▶ [TASK STATEMENT]
The full set of entries should be repeated without a single change.

(Beginning of ENTRIES SUPPLIED)

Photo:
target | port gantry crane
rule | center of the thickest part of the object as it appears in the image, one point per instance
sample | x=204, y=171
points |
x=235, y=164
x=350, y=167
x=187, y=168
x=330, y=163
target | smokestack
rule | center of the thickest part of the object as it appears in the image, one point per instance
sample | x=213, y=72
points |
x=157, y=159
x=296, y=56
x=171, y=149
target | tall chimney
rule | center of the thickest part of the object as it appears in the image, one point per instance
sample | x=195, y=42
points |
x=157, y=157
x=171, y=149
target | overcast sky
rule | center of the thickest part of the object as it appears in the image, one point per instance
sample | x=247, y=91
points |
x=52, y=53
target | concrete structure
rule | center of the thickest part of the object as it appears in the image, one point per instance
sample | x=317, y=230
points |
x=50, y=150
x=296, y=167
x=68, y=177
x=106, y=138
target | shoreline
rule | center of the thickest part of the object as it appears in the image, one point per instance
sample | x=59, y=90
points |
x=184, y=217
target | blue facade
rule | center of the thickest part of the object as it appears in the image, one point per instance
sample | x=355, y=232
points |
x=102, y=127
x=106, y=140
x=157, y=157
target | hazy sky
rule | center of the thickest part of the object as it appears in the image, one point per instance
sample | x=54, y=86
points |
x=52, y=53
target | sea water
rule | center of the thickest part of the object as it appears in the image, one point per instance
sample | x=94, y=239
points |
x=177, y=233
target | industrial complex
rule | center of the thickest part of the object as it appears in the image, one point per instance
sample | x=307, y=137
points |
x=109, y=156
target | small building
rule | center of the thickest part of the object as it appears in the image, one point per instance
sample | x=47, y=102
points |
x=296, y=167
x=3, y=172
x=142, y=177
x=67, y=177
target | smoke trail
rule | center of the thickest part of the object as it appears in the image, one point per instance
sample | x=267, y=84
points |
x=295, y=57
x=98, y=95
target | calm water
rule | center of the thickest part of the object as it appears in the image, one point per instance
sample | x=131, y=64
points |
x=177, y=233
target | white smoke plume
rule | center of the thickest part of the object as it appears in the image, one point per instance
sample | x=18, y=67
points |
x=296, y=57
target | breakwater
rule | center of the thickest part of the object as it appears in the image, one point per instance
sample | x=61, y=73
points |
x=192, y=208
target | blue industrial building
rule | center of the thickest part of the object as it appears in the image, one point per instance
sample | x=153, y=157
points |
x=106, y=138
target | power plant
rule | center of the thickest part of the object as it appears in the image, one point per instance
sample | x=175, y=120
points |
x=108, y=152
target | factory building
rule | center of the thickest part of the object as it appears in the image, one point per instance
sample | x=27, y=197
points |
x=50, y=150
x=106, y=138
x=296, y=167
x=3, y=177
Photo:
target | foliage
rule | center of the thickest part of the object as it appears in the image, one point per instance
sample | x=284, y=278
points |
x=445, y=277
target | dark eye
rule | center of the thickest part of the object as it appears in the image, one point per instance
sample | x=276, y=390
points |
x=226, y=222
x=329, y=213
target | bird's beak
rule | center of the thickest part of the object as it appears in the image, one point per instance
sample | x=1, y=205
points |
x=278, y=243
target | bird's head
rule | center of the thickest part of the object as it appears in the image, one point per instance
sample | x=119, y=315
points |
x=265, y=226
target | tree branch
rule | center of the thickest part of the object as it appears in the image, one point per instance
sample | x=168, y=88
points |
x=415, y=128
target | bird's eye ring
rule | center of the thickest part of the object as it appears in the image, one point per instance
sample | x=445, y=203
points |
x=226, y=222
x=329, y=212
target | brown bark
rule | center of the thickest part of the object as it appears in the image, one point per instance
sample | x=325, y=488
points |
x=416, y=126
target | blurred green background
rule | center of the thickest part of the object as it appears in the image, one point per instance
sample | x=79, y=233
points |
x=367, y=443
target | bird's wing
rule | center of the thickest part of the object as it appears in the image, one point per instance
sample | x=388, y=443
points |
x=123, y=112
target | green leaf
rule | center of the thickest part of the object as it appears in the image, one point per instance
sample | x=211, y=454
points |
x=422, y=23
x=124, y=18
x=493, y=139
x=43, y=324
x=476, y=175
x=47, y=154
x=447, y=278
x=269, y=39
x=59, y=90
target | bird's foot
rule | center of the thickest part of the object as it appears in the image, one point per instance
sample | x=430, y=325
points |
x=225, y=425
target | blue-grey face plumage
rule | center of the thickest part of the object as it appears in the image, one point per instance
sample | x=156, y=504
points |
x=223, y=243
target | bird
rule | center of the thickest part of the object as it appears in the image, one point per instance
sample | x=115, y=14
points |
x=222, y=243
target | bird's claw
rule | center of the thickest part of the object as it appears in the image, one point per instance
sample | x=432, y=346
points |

(End of ENTRIES SUPPLIED)

▶ [OUTPUT BELOW]
Photo:
target | port gantry crane
rule | center of the thickest part of the object as it appears in the image, one point per instance
sample | x=204, y=171
points |
x=235, y=164
x=350, y=167
x=187, y=168
x=330, y=163
target | smokestack
rule | center of the thickest part of the object as it appears in the image, one point per instance
sample | x=213, y=72
points |
x=157, y=159
x=296, y=56
x=171, y=149
target | tall chimney
rule | center of the thickest part of the object as it appears in the image, one point per instance
sample | x=195, y=42
points |
x=157, y=157
x=171, y=149
target | overcast sky
rule | center of the thickest part of the object as it appears in the image, one point per instance
sample | x=247, y=91
points |
x=52, y=53
target | concrete structure
rule | center of the thickest part of the object as it appears in the image, one point per instance
sample | x=317, y=230
points |
x=50, y=150
x=296, y=167
x=68, y=177
x=106, y=138
target | shoreline
rule | center of the thickest part of the object as it appears in the image, one point per instance
sample | x=59, y=90
points |
x=184, y=217
target | blue facade
rule | center of the thickest part of the object as it appears in the image, one point per instance
sample | x=355, y=232
points |
x=102, y=127
x=106, y=140
x=157, y=157
target | hazy sky
rule | center of the thickest part of the object as it appears in the image, one point per instance
sample | x=54, y=86
points |
x=52, y=53
target | sea water
rule | center of the thickest part of the object as it appears in the image, one point per instance
sample | x=94, y=239
points |
x=177, y=233
target | industrial complex
rule | center of the thickest part of the object as it appears in the image, one point per instance
sample | x=307, y=137
points |
x=109, y=156
target | small building
rule | center of the thickest part of the object as it appears in the image, one point per instance
sample | x=47, y=102
points |
x=296, y=167
x=3, y=172
x=142, y=177
x=67, y=177
target | smoke trail
rule | center of the thickest part of the object as it appears in the image, one point per instance
sample | x=267, y=84
points |
x=295, y=57
x=98, y=95
target | calm water
rule | center of the thickest part of the object as it appears in the image, one point per instance
sample | x=131, y=64
points |
x=177, y=233
target | white smoke plume
rule | center of the thickest part of the object as it appears in the image, one point per instance
sample | x=18, y=67
points |
x=296, y=57
target | breakwater
rule | center of the thickest part of the object as it appears in the image, one point per instance
sample | x=61, y=73
points |
x=192, y=208
target | blue industrial building
rule | center of the thickest part of the object as it appears in the image, one point per instance
sample | x=153, y=157
points |
x=106, y=138
target | power plant
rule | center of the thickest part of the object as it appears in the image, one point per instance
sample | x=175, y=120
points |
x=108, y=152
target | factory building
rule | center of the thickest part of the object as it appears in the image, one point per instance
sample | x=27, y=197
points |
x=50, y=150
x=106, y=138
x=296, y=167
x=3, y=177
Photo:
target | foliage
rule | center of the thickest part of the object as it appears in the image, one point per instance
sample | x=284, y=278
points |
x=445, y=277
target | dark eye
rule | center of the thickest part of the object as it appears in the image, one point per instance
sample | x=276, y=390
points |
x=226, y=222
x=329, y=213
target | bird's beak
rule | center of the thickest part of the object as it appears in the image, one point per instance
sample | x=1, y=205
points |
x=278, y=243
target | bird's head
rule | center of the thickest part of the object as it appears in the image, one point per instance
sample | x=119, y=315
points |
x=265, y=226
target | tree branch
rule | center of the thickest part of the object as it appears in the image, one point per instance
sample | x=168, y=88
points |
x=415, y=128
target | bird's eye ring
rule | center of the thickest part of the object as it appears in the image, one point per instance
sample | x=445, y=203
points |
x=226, y=222
x=329, y=212
target | brown bark
rule | center of the thickest part of the object as it appears in the image, one point per instance
sample | x=325, y=488
points |
x=416, y=126
target | blurred green background
rule | center of the thickest part of the object as it appears in the image, one point per instance
sample | x=79, y=233
points |
x=367, y=443
target | bird's wing
rule | center of the thickest part of the object as it appears in the image, one point per instance
sample | x=388, y=443
points |
x=123, y=112
target | green leaf
rule | center of the thickest part of the object as it appears in the image, one point per instance
sample | x=211, y=454
points |
x=422, y=23
x=124, y=18
x=493, y=139
x=43, y=324
x=476, y=175
x=47, y=154
x=447, y=278
x=269, y=39
x=59, y=90
target | bird's foot
rule | center of the thickest part of the object as it appears in the image, one point per instance
sample | x=430, y=325
points |
x=225, y=425
target | blue-grey face plumage
rule | center of the thickest part of the object as it appears in the image, one point per instance
sample | x=156, y=504
points |
x=223, y=243
target | bird
rule | center of the thickest part of the object as it appears in the image, one point per instance
sample | x=115, y=14
points |
x=222, y=243
target | bird's claw
rule | center of the thickest part of the object as it appears in the image, one point per instance
sample | x=432, y=346
points |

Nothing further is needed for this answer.